*WHAT IS NEEDED*: Find "Target: green plastic object" and "Target: woman's right hand" in the records below. Copy the lines holding them and every line between, exactly, and no others.

GIVEN INFORMATION Block Start

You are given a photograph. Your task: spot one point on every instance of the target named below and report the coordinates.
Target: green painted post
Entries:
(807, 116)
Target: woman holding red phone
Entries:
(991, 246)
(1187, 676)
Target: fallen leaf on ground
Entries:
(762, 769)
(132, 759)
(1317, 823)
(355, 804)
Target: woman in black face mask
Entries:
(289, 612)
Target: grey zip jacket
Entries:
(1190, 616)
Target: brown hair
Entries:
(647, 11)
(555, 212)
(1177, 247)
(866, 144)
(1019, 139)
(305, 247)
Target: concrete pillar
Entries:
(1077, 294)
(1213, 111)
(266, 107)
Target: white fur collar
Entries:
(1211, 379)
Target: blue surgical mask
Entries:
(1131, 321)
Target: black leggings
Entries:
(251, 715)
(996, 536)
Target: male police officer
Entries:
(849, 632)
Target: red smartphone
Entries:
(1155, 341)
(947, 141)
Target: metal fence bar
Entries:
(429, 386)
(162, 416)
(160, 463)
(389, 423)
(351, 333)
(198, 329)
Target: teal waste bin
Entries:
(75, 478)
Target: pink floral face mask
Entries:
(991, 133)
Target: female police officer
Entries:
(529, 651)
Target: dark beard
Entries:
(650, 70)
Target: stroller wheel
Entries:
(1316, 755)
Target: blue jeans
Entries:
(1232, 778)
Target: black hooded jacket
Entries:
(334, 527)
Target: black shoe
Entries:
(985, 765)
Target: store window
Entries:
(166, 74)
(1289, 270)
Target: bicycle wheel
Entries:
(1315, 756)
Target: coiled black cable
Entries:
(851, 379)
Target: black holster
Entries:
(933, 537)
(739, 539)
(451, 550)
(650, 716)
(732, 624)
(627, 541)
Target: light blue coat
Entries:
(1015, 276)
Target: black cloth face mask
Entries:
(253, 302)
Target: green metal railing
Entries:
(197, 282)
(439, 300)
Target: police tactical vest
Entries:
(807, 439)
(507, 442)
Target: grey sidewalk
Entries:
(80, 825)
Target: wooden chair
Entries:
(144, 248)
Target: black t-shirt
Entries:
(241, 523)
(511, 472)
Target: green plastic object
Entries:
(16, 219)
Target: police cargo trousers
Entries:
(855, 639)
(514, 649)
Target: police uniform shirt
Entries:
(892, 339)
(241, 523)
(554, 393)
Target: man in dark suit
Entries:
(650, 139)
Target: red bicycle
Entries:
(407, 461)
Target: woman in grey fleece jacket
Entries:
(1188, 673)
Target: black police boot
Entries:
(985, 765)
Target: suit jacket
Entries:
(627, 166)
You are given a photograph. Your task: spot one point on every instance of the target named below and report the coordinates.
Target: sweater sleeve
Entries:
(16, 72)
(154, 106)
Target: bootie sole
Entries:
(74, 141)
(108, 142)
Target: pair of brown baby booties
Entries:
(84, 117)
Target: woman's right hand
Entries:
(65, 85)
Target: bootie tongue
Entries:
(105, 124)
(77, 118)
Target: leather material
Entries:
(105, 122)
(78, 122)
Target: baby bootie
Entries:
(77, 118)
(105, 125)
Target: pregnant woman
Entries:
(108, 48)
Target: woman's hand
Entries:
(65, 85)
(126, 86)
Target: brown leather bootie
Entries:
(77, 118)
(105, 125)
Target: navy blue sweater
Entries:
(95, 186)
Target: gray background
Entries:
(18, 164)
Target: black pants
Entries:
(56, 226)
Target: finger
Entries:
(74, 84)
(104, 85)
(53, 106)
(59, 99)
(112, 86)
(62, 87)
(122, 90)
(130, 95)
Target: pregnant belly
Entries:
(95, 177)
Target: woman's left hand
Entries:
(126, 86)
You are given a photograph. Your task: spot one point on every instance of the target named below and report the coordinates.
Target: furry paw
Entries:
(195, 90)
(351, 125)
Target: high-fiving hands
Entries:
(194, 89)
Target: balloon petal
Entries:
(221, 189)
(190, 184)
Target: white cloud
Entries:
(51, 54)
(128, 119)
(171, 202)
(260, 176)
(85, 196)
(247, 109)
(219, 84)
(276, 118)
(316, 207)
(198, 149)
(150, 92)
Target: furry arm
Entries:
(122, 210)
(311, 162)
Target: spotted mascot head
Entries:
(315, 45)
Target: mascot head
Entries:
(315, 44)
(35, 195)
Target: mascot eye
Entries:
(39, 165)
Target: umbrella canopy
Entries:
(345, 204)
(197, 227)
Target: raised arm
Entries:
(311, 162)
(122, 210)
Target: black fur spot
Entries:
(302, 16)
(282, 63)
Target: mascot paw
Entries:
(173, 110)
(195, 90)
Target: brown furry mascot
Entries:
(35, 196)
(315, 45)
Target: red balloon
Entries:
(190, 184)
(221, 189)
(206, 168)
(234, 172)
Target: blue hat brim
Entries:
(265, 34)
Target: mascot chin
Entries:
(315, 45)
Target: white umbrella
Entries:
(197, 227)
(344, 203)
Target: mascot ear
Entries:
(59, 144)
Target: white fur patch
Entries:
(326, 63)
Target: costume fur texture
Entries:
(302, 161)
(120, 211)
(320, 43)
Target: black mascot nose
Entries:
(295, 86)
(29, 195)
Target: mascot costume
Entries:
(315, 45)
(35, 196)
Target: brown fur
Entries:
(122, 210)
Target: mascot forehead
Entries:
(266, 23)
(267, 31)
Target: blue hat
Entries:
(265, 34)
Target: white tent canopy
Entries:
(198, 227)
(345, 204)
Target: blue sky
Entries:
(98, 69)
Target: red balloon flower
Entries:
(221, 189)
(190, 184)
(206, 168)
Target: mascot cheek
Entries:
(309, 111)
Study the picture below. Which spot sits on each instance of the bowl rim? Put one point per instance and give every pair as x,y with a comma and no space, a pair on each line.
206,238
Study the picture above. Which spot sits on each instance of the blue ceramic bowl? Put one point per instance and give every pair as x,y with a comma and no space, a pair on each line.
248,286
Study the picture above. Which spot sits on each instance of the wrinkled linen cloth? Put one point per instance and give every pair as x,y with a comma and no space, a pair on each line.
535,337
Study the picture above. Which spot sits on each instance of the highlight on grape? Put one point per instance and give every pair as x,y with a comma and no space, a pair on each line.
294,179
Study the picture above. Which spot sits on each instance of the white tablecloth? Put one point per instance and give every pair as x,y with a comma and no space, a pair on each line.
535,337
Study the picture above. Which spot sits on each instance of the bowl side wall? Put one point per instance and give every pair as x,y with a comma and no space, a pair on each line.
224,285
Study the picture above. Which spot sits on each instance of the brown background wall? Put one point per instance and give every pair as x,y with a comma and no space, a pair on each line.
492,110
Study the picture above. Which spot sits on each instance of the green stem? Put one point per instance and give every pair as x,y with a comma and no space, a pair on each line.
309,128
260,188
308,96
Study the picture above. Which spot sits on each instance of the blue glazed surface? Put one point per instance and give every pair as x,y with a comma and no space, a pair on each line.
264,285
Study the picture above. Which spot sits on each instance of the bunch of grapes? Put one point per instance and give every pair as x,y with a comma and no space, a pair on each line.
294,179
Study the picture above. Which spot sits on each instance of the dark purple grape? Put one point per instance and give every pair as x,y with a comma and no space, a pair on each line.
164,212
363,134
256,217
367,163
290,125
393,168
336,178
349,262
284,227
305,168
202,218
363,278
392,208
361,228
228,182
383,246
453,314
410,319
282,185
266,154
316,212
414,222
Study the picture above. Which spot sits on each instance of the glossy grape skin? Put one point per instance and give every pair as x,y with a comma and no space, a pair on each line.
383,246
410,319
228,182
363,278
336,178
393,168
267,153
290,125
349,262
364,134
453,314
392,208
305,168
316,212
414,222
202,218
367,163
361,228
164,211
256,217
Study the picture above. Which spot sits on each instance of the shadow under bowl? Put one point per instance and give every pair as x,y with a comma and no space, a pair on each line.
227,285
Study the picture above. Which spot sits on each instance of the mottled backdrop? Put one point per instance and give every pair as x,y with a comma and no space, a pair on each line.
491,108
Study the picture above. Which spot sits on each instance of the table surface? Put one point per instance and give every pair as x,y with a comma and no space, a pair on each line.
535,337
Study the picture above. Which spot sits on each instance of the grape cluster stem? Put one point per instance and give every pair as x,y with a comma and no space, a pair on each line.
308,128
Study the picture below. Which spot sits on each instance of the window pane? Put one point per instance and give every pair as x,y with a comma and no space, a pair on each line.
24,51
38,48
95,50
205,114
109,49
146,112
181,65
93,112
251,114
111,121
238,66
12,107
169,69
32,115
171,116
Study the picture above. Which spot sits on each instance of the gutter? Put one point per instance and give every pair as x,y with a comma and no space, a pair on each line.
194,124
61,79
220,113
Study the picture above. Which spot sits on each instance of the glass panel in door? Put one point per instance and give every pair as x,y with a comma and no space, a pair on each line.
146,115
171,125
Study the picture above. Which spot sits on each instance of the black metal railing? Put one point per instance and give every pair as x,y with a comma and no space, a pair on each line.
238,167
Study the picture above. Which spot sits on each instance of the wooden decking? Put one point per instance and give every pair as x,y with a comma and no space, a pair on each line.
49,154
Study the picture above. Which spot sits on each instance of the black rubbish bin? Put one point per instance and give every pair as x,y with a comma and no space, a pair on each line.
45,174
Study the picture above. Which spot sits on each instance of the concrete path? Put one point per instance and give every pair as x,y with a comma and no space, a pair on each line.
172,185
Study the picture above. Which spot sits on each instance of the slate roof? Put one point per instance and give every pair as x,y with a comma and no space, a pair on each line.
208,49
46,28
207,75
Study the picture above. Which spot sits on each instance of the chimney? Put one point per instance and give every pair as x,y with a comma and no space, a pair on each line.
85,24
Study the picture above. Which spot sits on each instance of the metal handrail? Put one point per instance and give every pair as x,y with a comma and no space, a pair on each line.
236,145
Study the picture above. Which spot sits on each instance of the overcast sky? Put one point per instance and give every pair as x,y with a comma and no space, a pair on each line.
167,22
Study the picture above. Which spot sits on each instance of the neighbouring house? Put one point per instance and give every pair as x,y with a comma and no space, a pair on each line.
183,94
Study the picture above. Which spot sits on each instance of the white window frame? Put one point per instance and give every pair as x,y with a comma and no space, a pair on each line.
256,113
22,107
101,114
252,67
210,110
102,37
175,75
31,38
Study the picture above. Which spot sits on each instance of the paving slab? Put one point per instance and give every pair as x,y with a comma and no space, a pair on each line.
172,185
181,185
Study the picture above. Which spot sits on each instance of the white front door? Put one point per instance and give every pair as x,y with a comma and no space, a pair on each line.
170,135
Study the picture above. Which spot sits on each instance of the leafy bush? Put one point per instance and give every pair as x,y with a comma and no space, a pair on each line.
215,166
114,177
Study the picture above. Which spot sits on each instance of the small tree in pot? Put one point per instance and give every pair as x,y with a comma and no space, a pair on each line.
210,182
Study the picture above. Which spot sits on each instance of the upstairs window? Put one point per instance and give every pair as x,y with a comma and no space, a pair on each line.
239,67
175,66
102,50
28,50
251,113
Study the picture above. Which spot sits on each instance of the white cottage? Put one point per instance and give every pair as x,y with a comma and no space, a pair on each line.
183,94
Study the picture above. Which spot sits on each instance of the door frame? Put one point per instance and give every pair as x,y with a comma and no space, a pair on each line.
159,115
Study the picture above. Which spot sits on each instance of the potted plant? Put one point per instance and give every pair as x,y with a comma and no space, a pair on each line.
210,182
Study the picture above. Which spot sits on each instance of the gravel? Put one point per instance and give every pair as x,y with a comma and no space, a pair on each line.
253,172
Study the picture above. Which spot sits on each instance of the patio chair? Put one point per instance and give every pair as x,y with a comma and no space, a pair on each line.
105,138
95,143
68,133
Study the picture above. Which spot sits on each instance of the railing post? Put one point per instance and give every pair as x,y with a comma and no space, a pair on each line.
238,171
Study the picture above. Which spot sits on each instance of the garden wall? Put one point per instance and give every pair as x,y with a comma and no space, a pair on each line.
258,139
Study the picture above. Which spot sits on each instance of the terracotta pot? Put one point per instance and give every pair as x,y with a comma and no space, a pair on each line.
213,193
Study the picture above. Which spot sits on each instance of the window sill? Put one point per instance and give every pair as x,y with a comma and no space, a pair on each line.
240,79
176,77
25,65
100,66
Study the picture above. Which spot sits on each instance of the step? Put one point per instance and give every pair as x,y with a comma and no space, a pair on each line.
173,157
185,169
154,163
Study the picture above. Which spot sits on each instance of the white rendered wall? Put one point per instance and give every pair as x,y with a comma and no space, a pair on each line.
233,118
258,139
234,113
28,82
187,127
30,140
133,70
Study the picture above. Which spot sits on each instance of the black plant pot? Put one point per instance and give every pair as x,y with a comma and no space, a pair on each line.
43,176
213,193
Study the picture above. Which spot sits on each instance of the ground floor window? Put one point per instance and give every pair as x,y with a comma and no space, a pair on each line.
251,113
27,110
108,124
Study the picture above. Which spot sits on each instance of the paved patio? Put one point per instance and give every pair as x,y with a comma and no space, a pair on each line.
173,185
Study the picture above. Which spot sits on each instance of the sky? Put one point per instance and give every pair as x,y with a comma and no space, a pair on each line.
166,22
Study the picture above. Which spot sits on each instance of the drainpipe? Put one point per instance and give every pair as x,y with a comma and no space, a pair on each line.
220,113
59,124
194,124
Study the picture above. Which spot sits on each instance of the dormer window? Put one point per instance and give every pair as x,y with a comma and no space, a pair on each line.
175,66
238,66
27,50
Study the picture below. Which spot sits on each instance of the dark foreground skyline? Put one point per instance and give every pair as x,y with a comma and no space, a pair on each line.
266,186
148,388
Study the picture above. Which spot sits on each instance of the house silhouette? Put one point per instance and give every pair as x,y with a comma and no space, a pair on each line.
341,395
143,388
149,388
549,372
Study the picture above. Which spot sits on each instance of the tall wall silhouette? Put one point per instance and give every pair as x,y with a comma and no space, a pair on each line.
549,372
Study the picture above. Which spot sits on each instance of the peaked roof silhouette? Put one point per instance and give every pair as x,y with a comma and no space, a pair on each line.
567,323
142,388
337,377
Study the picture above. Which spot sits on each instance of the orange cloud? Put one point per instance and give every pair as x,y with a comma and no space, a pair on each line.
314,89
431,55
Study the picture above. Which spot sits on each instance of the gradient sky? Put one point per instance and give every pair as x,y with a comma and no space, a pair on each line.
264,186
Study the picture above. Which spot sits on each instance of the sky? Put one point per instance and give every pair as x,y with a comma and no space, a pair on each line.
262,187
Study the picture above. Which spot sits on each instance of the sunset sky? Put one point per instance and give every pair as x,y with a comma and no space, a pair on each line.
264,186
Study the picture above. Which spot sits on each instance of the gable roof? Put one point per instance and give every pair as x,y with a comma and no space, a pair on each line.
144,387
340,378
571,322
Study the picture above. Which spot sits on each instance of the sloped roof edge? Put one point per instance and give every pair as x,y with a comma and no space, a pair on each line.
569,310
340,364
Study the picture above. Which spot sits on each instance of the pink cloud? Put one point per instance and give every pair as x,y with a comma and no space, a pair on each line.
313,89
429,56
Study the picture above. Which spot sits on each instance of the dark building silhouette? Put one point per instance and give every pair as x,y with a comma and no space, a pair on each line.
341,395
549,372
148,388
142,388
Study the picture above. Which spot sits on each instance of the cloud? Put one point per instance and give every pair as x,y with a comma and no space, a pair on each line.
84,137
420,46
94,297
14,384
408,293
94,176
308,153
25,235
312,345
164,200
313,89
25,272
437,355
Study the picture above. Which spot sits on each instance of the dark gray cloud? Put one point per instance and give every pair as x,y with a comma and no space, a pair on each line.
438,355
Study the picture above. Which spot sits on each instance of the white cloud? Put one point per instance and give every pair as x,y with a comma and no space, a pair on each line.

GIVEN INFORMATION Block End

*RESULT OF THE TASK*:
Target: green plastic object
Entries:
(16, 219)
Target: police cargo trousers
Entries:
(855, 639)
(514, 649)
Target: police uniform shirt
Entries:
(892, 339)
(241, 523)
(554, 393)
Target: man in dark suit
Entries:
(650, 139)
Target: red bicycle
Entries:
(407, 461)
Target: woman in grey fleece jacket
Entries:
(1188, 673)
Target: black police boot
Entries:
(985, 765)
Target: suit jacket
Entries:
(627, 166)
You are given a photograph. Your task: spot one point on every instance of the target named below and report the coordinates.
Target: sweater sleeve
Entries:
(16, 72)
(154, 106)
Target: bootie sole
Entries:
(74, 141)
(108, 142)
Target: pair of brown baby booties
Entries:
(84, 117)
Target: woman's right hand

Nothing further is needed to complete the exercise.